Exclude the images and repeat all remaining entries exactly.

━━━ WORKING DATA

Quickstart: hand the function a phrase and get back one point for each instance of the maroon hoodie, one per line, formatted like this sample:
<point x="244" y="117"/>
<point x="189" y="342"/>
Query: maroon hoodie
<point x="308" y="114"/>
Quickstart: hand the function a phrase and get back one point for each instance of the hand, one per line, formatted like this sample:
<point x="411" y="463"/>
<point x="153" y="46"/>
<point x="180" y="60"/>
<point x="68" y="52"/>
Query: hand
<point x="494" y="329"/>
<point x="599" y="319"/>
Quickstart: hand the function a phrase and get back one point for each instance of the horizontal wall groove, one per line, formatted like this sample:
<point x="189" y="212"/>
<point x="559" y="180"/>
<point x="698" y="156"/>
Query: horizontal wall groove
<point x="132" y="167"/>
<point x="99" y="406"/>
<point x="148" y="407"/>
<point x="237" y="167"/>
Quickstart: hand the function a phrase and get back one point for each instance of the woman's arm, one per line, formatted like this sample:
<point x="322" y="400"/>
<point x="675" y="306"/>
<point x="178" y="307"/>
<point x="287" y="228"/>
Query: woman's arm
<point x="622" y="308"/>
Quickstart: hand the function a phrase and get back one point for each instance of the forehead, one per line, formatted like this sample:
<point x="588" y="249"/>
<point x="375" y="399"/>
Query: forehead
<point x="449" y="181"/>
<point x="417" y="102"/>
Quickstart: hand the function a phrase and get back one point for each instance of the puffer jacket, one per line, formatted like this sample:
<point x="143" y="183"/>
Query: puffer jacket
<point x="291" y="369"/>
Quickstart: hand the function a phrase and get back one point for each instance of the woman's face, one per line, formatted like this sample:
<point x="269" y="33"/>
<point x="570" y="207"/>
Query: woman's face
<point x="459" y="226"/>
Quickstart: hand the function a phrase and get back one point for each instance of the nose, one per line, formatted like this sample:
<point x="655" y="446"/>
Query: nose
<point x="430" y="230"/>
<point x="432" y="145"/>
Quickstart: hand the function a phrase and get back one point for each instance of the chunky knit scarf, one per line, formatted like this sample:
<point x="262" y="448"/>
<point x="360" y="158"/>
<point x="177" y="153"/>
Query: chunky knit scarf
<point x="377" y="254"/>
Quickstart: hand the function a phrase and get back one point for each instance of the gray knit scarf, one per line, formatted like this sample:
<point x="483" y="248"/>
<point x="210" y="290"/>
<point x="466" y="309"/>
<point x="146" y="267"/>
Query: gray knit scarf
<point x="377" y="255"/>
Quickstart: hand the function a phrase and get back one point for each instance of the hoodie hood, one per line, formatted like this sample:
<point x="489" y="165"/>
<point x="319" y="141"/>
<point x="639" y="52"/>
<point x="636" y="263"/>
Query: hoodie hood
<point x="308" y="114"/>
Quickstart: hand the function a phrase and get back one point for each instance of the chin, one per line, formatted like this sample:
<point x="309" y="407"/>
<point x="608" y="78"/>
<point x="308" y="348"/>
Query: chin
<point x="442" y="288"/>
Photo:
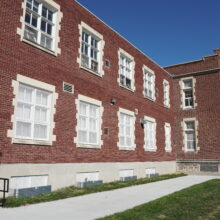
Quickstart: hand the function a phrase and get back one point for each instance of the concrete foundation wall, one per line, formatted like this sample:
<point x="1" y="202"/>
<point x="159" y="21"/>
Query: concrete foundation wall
<point x="62" y="175"/>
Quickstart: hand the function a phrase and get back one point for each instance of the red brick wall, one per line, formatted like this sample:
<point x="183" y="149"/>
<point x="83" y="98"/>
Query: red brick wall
<point x="207" y="111"/>
<point x="17" y="57"/>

━━━━━━

**THE ANSWER:**
Quickstart: hand the function a phrase and get back one point for each instance of the maroon hoodie, one per line, formatted like this sample:
<point x="244" y="117"/>
<point x="189" y="342"/>
Query: maroon hoodie
<point x="308" y="114"/>
Quickstart: hand the function a phrase and get back one point for each instance of the hand, one per line, formatted like this sample:
<point x="411" y="463"/>
<point x="153" y="46"/>
<point x="180" y="60"/>
<point x="68" y="52"/>
Query: hand
<point x="494" y="329"/>
<point x="599" y="319"/>
Quickstart: hand the function a phrase and get back one point for each instance of the horizontal wall groove, one per line, formatted like this sample:
<point x="189" y="212"/>
<point x="559" y="180"/>
<point x="698" y="156"/>
Query: horizontal wall groove
<point x="132" y="167"/>
<point x="99" y="406"/>
<point x="148" y="407"/>
<point x="237" y="167"/>
Quickstart: hand the function a phrase and get back one point for each instance of the woman's arm, one per line, formatted like this sample:
<point x="322" y="400"/>
<point x="675" y="306"/>
<point x="178" y="307"/>
<point x="287" y="228"/>
Query: woman's arm
<point x="622" y="308"/>
Quickstart: hand the function a phrase and get back one point for each instance of the forehead, one per line, formatted like this sample:
<point x="588" y="249"/>
<point x="375" y="399"/>
Query: forehead
<point x="449" y="181"/>
<point x="417" y="102"/>
Quickstart: hand the function a phrase and get back one point for each instance of the puffer jacket, one per line, formatted like this sample:
<point x="143" y="183"/>
Query: puffer jacket
<point x="291" y="369"/>
Quickstart: hand the function a phrase and get back one point for each instance of the woman's face, one per line, formatted like this sample:
<point x="269" y="33"/>
<point x="570" y="207"/>
Query: woman's face
<point x="459" y="226"/>
Quickstart: hand the function a phrase and get back one point for each instance of the nose, one per line, formatted like this sample:
<point x="655" y="446"/>
Query: nose
<point x="430" y="230"/>
<point x="432" y="145"/>
Quickstart: hand the function a phrase and get back one point for each instance of the chunky knit scarf, one per line, formatted like this sample:
<point x="262" y="448"/>
<point x="360" y="158"/>
<point x="177" y="153"/>
Query: chunky knit scarf
<point x="377" y="254"/>
Quickstart: hand the function a phrase and get back one point for each instance of the gray knit scarf, one per line, formatted like this sample:
<point x="483" y="248"/>
<point x="210" y="290"/>
<point x="466" y="309"/>
<point x="146" y="267"/>
Query: gray knit scarf
<point x="377" y="255"/>
Quickstart: hand the function a phrase and get back one point for each instance of the hoodie hood, one per line, formatted like this sample:
<point x="489" y="165"/>
<point x="319" y="141"/>
<point x="639" y="52"/>
<point x="636" y="263"/>
Query: hoodie hood
<point x="308" y="114"/>
Quickstart: hand the function a phrase and get back one point for each instance of the chin, one per line, formatted like this sample:
<point x="309" y="407"/>
<point x="608" y="78"/>
<point x="308" y="348"/>
Query: chin
<point x="442" y="288"/>
Photo:
Quickstart: hand the function a phrase and get back one point for each instance of the concrete foundation wall, one per line, formatted like this sample:
<point x="1" y="202"/>
<point x="159" y="21"/>
Query: concrete foundation wall
<point x="62" y="175"/>
Quickstart: hand the function a phrase and get back one point for each instance of the red brick wall, one per line, formatted like this sample:
<point x="183" y="149"/>
<point x="83" y="98"/>
Query: red brick wall
<point x="207" y="111"/>
<point x="17" y="57"/>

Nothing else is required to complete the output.